**Problem**
Answer these from the text on H.268:
(a) How often must manufacturers covered by Act 188 report on the listed chemicals?
(b) Within what period would H.268 require a reported chemical in a covered product intended for children under three to be removed or replaced?
(c) Which two kinds of products containing PFAS would H.268 ban?

**Text**
%%

The liability provisions of H.268 would create uncertainty and cost risks for Vermont manufacturers and other businesses, as well as out of state suppliers, even for actions or incidents connected to legal and permitted activities.
Consumer Product Testing and Reporting; Potential Restrictions and Bans
H.268 would expand the existing Chemicals of High Concern to Children statutes (18 VSA Chapter 38A) to all consumer products and undermine certain standards and procedures in the current law related to regulating or banning specific chemicals and products, as well as require phasing out certain children’s products.
Under the existing law, often referred to as Act 188, manufacturers of certain children’s products (click here for definitions of covered products and manufacturers) sold in Vermont are required to report biennially on a list of chemicals (click here for the current list) present in children’s products either as ingredients or as contaminants. Reported information is to be made public subject to some confidentiality provisions. The Department of Health, upon the recommendation of a stakeholder Working Group, may ban or otherwise regulate products containing certain listed chemicals based on several criteria.
H.268 would make several changes to Act 188, including:
- Conforming changes throughout the statute to apply to the manufacturers of consumer products (“any product that is regularly used or purchased to be used for personal, family, or household purposes”) rather than just children’s products, subject to certain product exemptions currently in the law.
- Removal of the requirement that the Working Group give prior approval before the Department acts to ban or otherwise regulate specific chemicals and products and reduction of the scientific standards for adding chemicals to the covered list or regulating products.
- Requirement that any reported chemical present in a covered product intended for children under three be removed or replaced within four years of an initial report.
Act 188 is still in the initial stages of implementation, with the first reporting deadline only just past on January 1, 2017. Compliance costs and administrative burdens are still being assessed. H.268 would impose a significant expansion of the current law with unknown financial impacts. That reporting requirements are not based on actual health concerns or risks and that the new bill would reduce the procedural steps and scientific standards for expanding covered chemicals and regulating specific products only increase the concerns with the bill’s impact on manufacturers in and outside of Vermont.
PFAS Ban for Dental Floss and Food Contact Substances
H.268 would ban dental floss and food contact substances containing PFAS (any substance in the family of perfluorooctanesulfonic acids). Food contact substances would include: “any substance intended for use as a component of materials used in manufacturing, packing, packaging, transporting, or holding food if such use is not intended to have any technical effect in the food”. The bill includes restrictions on any replacements for PFAS.
The practical impact of these provisions, including better understanding the prevalence of PFAS in the covered products and alternatives available, is still under review.

%%

**Supplied data**
%%

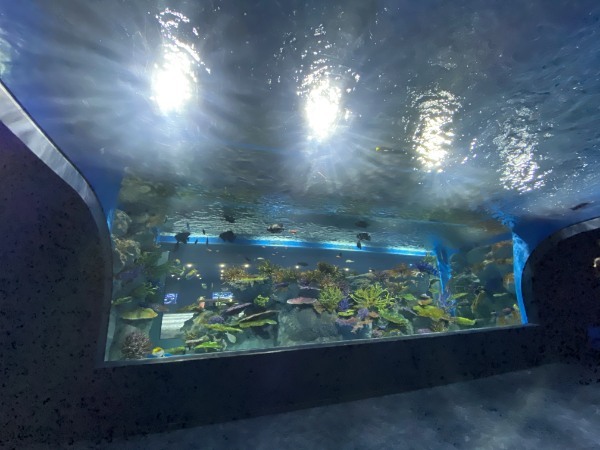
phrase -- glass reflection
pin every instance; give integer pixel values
(323, 110)
(174, 77)
(434, 135)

%%

**Answer box**
(a) Biennially.
(b) Within four years of an initial report.
(c) Dental floss and food contact substances.